START

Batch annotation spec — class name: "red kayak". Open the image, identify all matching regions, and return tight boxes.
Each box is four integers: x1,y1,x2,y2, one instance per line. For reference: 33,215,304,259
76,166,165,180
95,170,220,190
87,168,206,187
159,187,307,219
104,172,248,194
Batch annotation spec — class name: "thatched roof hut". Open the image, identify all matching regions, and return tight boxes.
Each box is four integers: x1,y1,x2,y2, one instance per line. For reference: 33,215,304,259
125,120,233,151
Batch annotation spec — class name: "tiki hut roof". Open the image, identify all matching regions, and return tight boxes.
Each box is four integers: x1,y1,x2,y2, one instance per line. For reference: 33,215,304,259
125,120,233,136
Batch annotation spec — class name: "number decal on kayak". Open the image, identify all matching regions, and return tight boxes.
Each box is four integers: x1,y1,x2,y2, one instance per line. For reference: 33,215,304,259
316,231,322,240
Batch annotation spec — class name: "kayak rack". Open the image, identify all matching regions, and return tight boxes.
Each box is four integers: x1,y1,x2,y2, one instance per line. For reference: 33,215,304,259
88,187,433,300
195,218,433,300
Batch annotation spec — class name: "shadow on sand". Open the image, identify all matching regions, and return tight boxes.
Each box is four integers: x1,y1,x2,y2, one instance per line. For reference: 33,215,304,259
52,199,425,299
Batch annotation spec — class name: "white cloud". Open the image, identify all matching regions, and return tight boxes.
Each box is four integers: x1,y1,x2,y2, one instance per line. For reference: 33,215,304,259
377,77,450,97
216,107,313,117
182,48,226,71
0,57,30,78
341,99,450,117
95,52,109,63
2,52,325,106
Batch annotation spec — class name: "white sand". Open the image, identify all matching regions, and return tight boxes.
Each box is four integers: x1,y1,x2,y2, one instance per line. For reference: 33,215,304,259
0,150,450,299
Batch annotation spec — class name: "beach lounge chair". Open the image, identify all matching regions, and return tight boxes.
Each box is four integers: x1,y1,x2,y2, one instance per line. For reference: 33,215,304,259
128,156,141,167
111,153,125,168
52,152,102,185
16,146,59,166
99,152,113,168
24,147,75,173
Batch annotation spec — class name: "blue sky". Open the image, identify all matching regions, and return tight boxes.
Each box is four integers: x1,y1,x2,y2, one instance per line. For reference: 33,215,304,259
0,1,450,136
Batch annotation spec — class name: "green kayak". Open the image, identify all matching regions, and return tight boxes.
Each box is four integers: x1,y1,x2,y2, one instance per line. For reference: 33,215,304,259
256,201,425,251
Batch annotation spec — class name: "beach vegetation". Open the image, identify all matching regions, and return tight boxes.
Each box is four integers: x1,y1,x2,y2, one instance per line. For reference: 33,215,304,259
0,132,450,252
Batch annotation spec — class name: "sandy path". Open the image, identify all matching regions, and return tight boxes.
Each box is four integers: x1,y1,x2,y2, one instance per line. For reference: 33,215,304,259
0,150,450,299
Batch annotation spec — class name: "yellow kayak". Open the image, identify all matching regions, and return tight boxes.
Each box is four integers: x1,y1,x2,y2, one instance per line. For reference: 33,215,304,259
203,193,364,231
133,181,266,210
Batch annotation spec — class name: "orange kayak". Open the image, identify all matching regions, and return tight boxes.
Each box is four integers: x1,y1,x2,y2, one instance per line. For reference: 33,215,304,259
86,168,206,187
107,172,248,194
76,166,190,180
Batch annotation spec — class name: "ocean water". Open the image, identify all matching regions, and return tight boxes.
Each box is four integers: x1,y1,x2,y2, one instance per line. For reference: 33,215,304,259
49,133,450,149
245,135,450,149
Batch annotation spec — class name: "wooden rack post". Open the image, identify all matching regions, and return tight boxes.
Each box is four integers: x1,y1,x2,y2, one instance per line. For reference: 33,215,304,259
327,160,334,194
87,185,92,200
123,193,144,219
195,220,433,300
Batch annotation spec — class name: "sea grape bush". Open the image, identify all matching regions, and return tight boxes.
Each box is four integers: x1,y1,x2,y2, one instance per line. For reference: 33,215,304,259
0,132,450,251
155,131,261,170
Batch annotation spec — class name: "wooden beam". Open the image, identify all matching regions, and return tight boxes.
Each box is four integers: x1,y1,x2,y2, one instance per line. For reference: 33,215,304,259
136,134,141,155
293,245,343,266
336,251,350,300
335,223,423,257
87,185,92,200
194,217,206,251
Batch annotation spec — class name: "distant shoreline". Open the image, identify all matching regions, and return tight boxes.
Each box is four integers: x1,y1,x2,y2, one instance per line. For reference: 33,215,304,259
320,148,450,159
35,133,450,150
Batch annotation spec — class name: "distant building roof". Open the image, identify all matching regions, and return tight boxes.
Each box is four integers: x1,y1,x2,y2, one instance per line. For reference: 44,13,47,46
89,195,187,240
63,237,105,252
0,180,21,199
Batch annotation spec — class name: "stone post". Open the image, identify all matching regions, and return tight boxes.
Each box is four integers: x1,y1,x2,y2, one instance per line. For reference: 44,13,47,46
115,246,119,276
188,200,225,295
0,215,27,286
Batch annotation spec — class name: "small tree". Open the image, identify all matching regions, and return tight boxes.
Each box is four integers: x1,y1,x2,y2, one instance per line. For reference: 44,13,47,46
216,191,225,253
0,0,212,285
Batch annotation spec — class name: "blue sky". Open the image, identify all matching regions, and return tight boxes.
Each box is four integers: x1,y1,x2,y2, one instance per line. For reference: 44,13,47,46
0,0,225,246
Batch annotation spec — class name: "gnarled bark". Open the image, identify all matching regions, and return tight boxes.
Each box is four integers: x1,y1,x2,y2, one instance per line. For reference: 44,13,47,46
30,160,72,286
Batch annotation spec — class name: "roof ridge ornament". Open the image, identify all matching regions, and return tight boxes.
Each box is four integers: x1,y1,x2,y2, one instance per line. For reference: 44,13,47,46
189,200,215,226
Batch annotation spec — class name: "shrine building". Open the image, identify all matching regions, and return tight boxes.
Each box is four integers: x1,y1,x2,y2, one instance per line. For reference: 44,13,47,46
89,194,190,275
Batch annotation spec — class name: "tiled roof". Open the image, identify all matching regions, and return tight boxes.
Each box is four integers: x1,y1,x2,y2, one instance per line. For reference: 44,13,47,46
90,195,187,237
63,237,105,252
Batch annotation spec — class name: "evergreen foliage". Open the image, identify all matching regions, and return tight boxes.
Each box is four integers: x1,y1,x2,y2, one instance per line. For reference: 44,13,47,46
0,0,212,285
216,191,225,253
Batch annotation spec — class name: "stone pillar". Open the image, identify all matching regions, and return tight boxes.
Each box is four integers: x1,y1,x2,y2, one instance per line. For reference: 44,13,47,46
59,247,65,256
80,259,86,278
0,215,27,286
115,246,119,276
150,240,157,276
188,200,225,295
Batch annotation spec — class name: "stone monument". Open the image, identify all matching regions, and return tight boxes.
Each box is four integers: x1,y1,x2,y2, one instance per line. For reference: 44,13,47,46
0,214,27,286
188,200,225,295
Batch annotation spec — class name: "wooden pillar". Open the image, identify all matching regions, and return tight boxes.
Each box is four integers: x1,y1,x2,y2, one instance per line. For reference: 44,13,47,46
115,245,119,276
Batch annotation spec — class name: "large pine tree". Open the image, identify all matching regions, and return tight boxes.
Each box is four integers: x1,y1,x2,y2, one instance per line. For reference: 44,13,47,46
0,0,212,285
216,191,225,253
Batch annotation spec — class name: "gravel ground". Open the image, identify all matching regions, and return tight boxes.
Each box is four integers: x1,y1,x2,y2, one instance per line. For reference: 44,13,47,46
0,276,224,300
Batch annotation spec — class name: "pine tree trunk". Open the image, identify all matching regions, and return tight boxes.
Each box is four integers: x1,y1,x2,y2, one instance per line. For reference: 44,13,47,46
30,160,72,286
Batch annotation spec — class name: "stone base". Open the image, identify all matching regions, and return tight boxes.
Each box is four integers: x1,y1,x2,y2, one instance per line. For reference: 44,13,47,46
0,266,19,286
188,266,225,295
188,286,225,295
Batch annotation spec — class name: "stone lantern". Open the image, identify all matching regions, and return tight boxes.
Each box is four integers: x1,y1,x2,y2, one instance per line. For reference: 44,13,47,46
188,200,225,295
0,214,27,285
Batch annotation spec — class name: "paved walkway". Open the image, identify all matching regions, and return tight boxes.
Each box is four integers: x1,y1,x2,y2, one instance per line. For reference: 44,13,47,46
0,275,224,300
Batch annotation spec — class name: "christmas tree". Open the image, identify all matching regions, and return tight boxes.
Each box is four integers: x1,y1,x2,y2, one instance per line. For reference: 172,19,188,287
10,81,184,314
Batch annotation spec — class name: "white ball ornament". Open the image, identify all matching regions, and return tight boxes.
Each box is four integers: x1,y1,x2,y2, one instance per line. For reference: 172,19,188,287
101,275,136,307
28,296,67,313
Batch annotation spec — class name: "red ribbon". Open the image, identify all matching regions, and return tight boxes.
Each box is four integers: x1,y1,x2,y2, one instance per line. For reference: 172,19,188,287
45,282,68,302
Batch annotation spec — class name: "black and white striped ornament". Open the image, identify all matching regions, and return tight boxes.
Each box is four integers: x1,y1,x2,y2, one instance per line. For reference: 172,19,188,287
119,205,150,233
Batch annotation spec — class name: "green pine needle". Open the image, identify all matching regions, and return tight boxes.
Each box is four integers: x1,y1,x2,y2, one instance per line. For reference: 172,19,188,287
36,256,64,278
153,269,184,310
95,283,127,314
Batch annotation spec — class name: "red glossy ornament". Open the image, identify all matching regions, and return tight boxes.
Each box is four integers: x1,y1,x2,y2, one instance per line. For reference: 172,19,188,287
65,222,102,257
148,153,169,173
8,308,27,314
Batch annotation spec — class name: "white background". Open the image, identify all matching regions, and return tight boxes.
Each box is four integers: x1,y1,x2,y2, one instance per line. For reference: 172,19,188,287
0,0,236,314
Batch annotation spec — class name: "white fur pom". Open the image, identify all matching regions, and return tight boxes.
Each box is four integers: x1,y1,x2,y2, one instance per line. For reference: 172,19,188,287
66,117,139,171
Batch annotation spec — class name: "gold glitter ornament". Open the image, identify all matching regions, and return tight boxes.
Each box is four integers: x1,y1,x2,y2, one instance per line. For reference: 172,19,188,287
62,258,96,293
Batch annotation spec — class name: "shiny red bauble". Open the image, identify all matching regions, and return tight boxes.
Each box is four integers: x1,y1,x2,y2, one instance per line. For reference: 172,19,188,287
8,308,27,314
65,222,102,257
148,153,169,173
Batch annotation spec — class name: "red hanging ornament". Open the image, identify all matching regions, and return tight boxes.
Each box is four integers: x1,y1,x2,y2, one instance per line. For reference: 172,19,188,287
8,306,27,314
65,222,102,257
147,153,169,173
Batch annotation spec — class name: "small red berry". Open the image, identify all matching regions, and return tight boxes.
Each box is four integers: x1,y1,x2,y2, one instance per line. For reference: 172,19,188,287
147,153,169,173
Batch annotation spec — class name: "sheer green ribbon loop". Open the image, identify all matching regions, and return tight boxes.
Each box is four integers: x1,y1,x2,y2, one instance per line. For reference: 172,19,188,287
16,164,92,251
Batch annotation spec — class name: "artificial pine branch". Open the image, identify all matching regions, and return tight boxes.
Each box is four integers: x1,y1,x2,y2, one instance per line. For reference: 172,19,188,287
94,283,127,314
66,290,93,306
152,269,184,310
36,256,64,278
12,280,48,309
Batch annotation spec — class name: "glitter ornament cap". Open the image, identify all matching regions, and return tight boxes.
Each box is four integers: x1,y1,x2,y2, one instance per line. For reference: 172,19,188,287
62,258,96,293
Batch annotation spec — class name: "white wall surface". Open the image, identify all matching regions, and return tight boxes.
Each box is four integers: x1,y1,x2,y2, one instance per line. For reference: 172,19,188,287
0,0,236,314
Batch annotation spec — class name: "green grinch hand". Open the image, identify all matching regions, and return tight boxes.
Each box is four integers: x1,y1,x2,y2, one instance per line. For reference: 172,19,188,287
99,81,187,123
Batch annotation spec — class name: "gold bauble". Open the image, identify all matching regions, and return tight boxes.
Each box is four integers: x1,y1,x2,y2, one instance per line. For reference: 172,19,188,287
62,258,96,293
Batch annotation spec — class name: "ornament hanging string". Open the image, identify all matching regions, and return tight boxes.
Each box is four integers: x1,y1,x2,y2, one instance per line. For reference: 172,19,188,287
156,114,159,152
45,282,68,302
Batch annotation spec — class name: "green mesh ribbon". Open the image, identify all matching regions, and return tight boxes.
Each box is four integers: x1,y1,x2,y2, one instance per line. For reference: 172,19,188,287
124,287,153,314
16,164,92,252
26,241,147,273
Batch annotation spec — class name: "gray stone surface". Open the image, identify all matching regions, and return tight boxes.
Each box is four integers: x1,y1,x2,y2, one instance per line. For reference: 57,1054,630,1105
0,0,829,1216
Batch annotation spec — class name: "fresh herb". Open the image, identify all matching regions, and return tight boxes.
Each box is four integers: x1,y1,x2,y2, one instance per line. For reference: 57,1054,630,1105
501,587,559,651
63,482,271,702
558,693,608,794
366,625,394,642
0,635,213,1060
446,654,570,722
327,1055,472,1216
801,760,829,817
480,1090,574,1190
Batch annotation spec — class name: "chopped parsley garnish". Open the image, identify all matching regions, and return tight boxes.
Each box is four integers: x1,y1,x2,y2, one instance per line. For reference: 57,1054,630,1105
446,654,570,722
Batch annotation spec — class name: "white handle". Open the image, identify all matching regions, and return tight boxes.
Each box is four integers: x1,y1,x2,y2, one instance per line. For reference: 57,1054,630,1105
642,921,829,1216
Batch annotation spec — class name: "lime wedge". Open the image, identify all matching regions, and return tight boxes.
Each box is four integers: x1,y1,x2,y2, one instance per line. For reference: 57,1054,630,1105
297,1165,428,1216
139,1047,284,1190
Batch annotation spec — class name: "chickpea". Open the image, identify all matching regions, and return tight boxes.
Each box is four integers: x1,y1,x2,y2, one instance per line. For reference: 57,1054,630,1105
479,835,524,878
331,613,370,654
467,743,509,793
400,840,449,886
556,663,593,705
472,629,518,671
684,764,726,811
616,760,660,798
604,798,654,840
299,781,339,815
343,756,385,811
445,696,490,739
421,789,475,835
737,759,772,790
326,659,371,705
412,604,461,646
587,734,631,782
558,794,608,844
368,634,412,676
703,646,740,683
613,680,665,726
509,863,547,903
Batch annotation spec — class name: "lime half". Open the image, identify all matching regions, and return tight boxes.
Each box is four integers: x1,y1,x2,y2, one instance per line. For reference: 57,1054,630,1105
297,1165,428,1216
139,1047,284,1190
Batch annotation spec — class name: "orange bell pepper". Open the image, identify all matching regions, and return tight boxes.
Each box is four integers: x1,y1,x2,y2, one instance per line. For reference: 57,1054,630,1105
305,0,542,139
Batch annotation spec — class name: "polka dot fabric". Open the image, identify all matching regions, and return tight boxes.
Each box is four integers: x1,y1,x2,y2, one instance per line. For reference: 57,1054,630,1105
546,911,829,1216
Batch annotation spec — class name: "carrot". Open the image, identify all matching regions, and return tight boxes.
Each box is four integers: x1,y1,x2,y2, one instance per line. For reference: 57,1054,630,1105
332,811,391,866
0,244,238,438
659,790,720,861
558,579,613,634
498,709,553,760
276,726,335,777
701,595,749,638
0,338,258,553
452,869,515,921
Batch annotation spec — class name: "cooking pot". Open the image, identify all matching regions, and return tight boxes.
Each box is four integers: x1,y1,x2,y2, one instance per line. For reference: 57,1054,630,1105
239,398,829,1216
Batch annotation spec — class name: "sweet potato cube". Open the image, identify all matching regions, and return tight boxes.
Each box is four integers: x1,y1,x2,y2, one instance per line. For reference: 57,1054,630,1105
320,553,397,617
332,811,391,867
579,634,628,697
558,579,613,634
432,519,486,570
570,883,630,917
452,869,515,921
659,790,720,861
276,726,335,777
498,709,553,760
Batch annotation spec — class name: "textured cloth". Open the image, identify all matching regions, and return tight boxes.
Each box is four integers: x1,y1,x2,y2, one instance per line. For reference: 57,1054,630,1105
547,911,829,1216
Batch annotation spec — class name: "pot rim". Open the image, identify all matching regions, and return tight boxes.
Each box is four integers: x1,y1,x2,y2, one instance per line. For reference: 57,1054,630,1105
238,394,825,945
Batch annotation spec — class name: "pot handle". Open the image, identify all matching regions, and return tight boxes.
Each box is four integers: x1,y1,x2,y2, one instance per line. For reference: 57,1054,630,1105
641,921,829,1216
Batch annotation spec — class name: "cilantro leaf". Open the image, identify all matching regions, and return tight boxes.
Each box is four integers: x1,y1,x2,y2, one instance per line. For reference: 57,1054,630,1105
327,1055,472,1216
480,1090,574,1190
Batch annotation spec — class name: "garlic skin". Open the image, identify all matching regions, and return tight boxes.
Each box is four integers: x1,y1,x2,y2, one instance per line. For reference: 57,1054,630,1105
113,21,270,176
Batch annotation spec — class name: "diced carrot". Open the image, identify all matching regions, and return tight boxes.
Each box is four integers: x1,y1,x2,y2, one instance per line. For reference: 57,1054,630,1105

END

• **Work instructions**
Pull out every line in the listing above that contains the string "gold".

• **Task result**
Batch annotation spec — class name: "gold glitter ornament". Open the image, identify all matching regions, and return tight boxes.
Batch annotation spec — class name: "gold bauble". Open the image, identify all matching regions, and return tight boxes.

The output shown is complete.